▶ **ZU ERLEDIGENDE AUFGABE**
Aktualisiere den Teil des Materials, der mit der Zeile beginnt, die "the grader tire" enthält, und mit dem Ende des Materials schließt. Ersetze darin "dirt mound" durch "gravel heap", und lass alles Übrige unverändert.

▶ **MATERIAL ZUR AUFGABE**
- - -
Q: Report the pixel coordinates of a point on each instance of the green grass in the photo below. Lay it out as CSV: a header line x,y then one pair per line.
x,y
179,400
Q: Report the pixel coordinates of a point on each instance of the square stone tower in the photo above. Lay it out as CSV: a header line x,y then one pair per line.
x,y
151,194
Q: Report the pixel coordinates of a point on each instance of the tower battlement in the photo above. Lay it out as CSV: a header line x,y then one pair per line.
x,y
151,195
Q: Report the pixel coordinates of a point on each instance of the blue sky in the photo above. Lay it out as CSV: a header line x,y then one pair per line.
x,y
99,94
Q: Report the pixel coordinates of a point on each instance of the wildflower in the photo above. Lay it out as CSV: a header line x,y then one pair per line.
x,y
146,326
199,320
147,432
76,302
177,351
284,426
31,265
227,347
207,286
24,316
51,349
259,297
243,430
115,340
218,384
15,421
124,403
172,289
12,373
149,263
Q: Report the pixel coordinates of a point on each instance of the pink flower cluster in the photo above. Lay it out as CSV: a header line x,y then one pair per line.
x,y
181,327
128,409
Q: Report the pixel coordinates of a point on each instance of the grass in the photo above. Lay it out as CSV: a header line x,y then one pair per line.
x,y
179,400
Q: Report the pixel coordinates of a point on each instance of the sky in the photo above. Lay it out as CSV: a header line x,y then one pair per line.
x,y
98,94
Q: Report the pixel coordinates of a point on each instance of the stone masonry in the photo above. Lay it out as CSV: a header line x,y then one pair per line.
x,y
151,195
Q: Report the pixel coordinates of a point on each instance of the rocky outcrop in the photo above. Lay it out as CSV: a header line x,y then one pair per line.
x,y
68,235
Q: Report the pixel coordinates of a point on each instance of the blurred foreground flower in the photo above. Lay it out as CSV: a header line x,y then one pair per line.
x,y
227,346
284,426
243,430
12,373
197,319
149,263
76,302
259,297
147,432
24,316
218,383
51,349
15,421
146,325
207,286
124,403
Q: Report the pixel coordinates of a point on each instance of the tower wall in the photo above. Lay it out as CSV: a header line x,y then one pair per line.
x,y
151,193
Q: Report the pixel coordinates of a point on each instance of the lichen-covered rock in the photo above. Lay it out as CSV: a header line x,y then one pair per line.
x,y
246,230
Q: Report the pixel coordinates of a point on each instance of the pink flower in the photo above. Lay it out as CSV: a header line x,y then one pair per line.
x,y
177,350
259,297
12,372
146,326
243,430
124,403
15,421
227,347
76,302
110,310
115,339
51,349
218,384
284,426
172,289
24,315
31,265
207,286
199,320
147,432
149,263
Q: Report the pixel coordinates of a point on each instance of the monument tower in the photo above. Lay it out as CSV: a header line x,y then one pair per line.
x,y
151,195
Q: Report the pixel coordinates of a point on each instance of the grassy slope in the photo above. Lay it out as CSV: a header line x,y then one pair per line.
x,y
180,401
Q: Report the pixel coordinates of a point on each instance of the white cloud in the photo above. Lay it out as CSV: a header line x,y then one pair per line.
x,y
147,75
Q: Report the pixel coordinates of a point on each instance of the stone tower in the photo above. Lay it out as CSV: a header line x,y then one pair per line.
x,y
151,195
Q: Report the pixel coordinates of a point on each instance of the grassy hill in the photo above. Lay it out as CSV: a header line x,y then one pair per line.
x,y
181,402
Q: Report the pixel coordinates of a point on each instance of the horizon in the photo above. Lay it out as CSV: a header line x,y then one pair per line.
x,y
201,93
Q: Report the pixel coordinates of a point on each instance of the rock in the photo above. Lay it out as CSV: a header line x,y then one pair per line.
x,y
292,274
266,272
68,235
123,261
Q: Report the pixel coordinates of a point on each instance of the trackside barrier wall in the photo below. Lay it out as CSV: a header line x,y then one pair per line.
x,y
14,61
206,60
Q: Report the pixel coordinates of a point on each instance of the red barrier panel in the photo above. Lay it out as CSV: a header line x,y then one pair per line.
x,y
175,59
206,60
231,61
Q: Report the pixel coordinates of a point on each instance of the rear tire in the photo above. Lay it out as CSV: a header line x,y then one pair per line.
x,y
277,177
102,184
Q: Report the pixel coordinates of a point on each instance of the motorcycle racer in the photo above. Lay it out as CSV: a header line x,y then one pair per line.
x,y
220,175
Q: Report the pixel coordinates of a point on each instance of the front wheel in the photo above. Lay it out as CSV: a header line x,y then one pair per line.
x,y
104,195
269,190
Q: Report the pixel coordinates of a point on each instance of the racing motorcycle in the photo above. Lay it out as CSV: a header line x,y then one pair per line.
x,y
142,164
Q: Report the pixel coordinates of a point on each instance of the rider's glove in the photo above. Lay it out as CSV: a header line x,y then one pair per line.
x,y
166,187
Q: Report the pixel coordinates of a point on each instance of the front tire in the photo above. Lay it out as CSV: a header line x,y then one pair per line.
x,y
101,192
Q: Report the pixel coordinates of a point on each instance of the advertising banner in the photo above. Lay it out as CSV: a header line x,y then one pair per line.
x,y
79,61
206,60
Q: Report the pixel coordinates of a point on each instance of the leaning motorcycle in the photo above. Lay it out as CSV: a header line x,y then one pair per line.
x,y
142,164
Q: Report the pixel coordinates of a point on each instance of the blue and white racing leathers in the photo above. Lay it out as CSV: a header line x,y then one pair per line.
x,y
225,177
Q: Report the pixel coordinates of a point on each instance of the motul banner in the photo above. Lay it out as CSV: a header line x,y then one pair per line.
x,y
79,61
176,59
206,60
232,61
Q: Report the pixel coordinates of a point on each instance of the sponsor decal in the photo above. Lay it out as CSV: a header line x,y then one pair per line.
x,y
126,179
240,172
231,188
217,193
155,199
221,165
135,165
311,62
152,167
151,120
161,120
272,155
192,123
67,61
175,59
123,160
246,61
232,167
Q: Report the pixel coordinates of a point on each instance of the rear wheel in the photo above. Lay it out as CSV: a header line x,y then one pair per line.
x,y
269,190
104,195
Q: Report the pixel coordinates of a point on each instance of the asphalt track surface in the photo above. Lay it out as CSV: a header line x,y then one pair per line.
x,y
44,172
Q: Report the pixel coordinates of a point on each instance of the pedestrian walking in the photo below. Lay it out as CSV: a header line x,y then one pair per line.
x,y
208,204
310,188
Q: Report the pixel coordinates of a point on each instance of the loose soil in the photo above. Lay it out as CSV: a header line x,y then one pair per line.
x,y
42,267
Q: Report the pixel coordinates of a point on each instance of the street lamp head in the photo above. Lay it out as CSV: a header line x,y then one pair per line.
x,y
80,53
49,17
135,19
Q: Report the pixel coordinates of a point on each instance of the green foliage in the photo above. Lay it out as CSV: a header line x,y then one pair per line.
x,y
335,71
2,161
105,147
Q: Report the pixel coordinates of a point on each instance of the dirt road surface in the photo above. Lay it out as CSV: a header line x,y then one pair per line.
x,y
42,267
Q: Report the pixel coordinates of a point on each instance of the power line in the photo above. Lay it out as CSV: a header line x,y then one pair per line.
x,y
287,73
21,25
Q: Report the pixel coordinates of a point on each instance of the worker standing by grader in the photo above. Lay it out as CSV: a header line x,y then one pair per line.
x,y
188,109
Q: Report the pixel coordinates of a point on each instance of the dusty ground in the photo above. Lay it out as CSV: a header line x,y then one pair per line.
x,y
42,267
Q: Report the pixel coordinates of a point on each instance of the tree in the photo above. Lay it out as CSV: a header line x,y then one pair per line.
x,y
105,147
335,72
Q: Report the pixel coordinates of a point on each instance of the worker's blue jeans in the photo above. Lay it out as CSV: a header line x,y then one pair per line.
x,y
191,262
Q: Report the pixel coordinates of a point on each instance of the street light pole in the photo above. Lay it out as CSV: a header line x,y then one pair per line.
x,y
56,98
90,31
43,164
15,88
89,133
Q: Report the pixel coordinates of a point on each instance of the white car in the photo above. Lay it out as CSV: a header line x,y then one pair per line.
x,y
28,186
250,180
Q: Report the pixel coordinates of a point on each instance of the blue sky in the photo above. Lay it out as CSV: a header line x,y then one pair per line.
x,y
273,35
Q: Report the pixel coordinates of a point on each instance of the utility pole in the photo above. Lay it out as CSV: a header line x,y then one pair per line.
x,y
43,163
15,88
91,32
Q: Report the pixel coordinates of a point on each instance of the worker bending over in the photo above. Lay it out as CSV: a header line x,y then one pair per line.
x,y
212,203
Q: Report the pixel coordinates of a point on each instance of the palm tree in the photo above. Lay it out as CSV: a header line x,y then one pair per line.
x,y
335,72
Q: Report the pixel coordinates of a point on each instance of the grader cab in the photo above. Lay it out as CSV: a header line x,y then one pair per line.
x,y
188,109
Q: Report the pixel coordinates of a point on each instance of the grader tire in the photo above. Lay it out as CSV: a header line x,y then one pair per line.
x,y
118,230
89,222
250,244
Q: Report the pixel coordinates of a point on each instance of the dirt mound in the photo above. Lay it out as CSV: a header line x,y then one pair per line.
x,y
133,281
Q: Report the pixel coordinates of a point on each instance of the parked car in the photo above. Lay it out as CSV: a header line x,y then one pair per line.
- - -
▶ **ERGEBNIS SIEHE UNTEN**
Q: Report the pixel coordinates of a point on each instance of the grader tire in the photo above. Lay it out as CSV: a header line x,y then one pair per line.
x,y
118,230
89,222
250,244
Q: Report the pixel coordinates of a point on each instance of the gravel heap in the photo above. Lay it out as CSV: a header line x,y then one pair per line.
x,y
133,281
Q: Report the pixel coordinates of a point on each instance of the parked car in the photo above. Lay it out as CSV: a header line x,y then one pair per line.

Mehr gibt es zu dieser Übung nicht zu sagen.